Compito: Prosegui il brano sulle sostituzioni dei dirigenti sanitari previste dal Ccnl, partendo dalla frase successiva all'ultima riportata.

La materia delle sostituzioni è stata, dichiara sempre la Suprema Corte di Cassazione in detta Ordinanza, espressamente disciplinata dalle parti collettive che, all’articolo 18, comma 7, del Ccnl 08.06.2000 hanno innanzitutto ribadito, in linea con la previsione dell’art. 15 ter, comma 5, del D. Lgs. 502/1992, che le sostituzioni non si configurano come mansioni superiori in quanto avvengono nell’ambito del ruolo e livello unico della dirigenza sanitaria. Hanno, quindi, previsto una speciale indennità, da corrispondersi solo in caso di sostituzioni protrattesi oltre i sessanta giorni, rapportata al livello di complessità della struttura diretta (£. 1.036.000 per la sostituzione del dirigente di struttura complessa e £. 518.000 per la struttura semplice).

Il comma 4 della disposizione contrattuale prevede che, qualora la necessità della sostituzione sorga in conseguenza della cessazione del rapporto di lavoro del dirigente interessato, e, quindi, della vacanza della funzione dirigenziale, la stessa è consentita per il tempo strettamente necessario all’espletamento delle procedure concorsuali e può avere la durata di mesi sei, prorogabili a dodici.

E’, però, significativo che le parti collettive non abbiano fatto cenno alle conseguenze che, sul piano economico, possono derivare dall’omesso rispetto del termine indicato e l’omissione non può essere ritenuta casuale, atteso che la norma contrattuale ha tenuto ad affermare, come principio di carattere generale, che la sostituzione non implica l’espletamento di mansioni superiori.

Estratto dati:

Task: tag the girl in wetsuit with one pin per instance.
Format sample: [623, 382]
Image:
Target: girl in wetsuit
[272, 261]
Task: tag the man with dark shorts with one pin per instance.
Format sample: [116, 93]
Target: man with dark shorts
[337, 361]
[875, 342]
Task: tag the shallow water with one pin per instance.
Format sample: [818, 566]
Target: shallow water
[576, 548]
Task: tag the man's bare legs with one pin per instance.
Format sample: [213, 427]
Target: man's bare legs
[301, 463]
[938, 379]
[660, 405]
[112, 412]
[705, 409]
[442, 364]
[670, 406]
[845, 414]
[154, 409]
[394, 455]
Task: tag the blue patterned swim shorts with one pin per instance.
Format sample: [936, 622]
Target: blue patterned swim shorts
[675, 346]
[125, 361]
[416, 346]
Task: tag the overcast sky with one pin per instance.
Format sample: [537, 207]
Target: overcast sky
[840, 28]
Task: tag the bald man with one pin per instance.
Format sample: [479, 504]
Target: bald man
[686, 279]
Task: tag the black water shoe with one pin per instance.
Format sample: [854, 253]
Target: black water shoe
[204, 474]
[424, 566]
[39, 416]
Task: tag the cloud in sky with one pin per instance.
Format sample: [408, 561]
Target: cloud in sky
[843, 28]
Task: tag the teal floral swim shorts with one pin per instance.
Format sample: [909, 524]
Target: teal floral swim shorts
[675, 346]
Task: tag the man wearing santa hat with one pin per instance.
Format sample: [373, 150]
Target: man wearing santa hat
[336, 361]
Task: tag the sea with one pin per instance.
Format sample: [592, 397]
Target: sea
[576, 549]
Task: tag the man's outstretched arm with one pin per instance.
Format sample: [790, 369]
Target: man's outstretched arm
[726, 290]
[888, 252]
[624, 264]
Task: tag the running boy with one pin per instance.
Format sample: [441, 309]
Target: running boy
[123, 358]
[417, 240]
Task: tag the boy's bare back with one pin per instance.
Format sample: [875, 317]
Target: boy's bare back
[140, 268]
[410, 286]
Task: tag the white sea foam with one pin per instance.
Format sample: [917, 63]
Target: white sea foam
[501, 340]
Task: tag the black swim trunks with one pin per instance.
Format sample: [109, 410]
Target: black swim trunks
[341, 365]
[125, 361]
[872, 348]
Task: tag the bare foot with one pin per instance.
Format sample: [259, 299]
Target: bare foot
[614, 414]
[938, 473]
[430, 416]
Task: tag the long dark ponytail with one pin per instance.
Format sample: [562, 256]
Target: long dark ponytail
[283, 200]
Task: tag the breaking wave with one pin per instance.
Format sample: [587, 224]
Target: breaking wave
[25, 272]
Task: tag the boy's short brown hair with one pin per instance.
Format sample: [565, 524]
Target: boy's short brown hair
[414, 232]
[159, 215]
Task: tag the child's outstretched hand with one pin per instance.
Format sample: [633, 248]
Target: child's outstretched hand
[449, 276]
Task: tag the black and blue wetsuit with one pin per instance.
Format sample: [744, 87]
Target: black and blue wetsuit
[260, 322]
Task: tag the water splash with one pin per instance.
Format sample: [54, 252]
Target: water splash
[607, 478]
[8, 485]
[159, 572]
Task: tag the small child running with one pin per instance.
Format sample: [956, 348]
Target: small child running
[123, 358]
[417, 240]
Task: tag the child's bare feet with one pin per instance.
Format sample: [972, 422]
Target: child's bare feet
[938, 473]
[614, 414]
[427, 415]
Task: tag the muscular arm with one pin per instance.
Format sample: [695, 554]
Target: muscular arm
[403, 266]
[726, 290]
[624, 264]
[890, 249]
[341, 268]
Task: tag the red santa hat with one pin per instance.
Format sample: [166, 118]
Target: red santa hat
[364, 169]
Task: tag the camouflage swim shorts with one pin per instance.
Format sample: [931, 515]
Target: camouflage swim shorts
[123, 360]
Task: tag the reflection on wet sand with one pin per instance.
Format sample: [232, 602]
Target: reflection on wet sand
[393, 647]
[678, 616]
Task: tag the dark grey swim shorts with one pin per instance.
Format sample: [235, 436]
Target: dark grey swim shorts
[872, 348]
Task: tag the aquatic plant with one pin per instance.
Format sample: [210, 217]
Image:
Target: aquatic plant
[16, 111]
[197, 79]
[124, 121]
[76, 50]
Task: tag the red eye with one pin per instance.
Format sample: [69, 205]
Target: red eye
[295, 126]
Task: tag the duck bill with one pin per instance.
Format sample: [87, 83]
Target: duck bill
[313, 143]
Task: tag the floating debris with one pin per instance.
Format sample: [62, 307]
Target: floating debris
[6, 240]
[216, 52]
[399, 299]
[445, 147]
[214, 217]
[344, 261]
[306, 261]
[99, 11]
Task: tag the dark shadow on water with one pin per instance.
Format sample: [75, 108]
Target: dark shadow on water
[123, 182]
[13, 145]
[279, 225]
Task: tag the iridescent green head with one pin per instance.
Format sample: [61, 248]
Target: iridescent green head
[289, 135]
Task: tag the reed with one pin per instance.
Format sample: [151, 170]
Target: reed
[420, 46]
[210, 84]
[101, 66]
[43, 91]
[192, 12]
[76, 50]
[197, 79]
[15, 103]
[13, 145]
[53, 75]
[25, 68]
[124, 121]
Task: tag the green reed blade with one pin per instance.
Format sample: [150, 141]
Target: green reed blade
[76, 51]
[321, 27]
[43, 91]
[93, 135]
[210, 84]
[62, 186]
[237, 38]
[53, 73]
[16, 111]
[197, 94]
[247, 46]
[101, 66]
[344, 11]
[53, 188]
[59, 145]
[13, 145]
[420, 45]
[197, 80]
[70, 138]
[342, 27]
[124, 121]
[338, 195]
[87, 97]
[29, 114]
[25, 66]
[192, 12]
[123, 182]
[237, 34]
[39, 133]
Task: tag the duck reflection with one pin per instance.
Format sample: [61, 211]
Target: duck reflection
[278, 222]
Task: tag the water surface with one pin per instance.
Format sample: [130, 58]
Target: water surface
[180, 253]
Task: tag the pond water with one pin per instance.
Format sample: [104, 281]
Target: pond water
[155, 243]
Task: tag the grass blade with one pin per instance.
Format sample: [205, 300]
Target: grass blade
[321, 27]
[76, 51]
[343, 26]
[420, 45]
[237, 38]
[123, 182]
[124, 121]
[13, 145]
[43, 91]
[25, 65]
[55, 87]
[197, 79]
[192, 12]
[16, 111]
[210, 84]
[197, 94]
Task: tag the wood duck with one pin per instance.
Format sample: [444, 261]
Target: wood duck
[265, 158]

Risposta:
Continua la Corte, affermando che il termine indicato al comma 4 dell’art. 18 del CCNL dirigenza medica e veterinaria, pertanto, svolge senz’altro una funzione sollecitatoria ma il suo mancato rispetto non può legittimare la rivendicazione dell’intero trattamento economico spettante al dirigente sostituito, impedita proprio dall’incipit del comma 7 che, operando unitamente al principio della omnicomprensività al quale si è già fatto cenno, esclude qualsiasi titolo sul quale la pretesa possa essere fondata.

Secondo la Corte, nel caso de quo, non è nemmeno invocabile la giurisprudenza costituzionale ed amministrativa formatasi in relazione all’art. 121 del DPR 384/90, disapplicato dal richiamato art. 18 del CCNL 2000 e, quindi, in un diverso contesto normativo giacchè, prima dell’istituzione del ruolo unico, i compiti propri del primario costituivano mansioni superiori rispetto a quelle dell’aiuto o dell’assistente mentre nell’attuale sistema, fondato sull’equivalenza delle mansioni dirigenziali, le diverse tipologie di incarichi non comportano rapporti di sovra o sotto ordinazione (art. 27 CCNL 2000) e sono manifestazioni di attribuzioni diverse ma di pari dignità (art. 6 CCNL 2008).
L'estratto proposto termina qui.